------ Extrait
Hervé le Tellier et les si clones

Hervé Le Tellier fait pénétrer la forme même de la pensée dans son roman clonique au moment où un même avion avec les mêmes passagers est dupliqué à trois mois de distances. Si bien que la réalité se décale ou se déclipse dans cet interstellar littéraire.
L'apparent, le connu, l'identifiable, l'acquis ne sont plus qu'une plaisanterie lorsqu'un trou se fait dans la cathédrale vitrée de l'espace-temps par suite d'une anomalie dans sa rotonde. Les savants convoqués à Washington tentent de trouver des explications avant d'ouvrir le banc aux religieux qui vont jouer les étameurs ou les racommodeurs.

Le roman de fait est celui de la pénétration progressive de l'homme par la machine. Et même son cerveau n'y échappe pas si bien que le principe cartésien ne tient plus debout. La conscience peut au mieux se voir elle même en miroir mais elle n'est plus le point de référence de l'humain. Si bien que le cap d'espérance est remplacé par un cap au pire.
------------
------ Données fournies
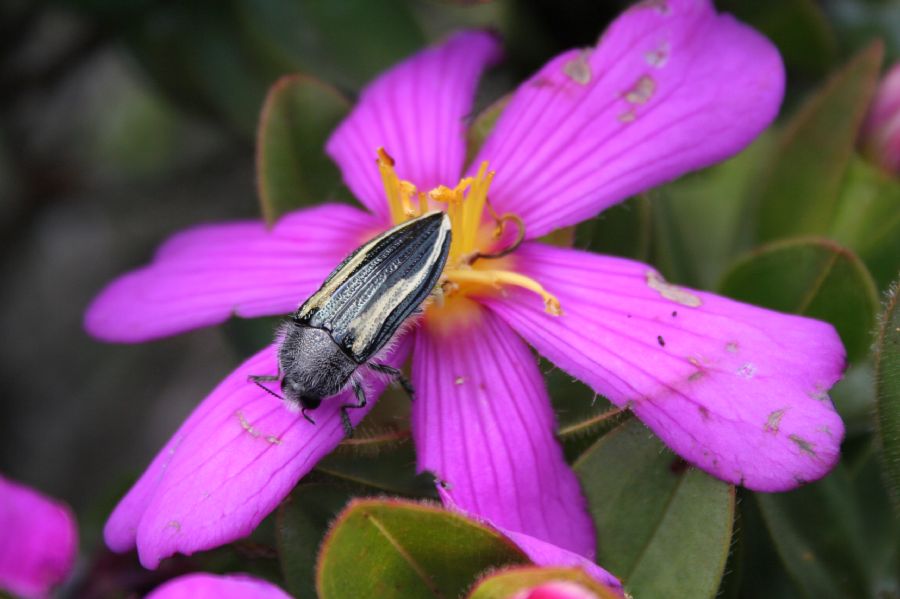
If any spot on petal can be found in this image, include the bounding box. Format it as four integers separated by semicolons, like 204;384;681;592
788;435;816;457
625;75;656;104
737;362;756;379
563;50;591;85
633;0;669;15
647;270;703;308
644;42;672;69
763;408;786;433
------------
» **Consignes**
(a) D'après l'extrait sur le roman d'Hervé Le Tellier, qu'est-ce qui est dupliqué à trois mois de distance ?
(b) Poursuivez l'extrait sur le roman d'Hervé Le Tellier à partir de sa dernière phrase.

» **Réponses**
(a) Un même avion avec les mêmes passagers.

(b)
Pour LeTellier cela ne date pas d'aujourd'hui. L'homme ou ce qui en reste est une farce. Et l'histoire de ce roman n'est qu'un moment d'une catastrophe à la fois inconcevable sans l'homme mais qui peut s'en passer comme elle le fit des dinosaures. Pour preuve elle peut éliminer les uns et les autres.
Le Tellier nous dirige vers ce que l'on ne voit pas encore, qui ne nous a pas totalement atteint. Et la violence du livre demeure beaucoup plus forte que celle qui se déploie dans les médias. L'oulipien montre que quelque chose nous attend sans que nous le désirions. Les mécanismes de pénétration  échappent mais les jeux sont faits.

Inutile de faire le siège de la réalité. Ce n'est plus que le champ vaguement matériel d'une immanence mathématique et physique. Il n'y a plus de solution. De l'humain au clone – sans distinction – nous sommes fétiches des fétiches, les inconnu(e)s de nos prétendues équations et algorithmes.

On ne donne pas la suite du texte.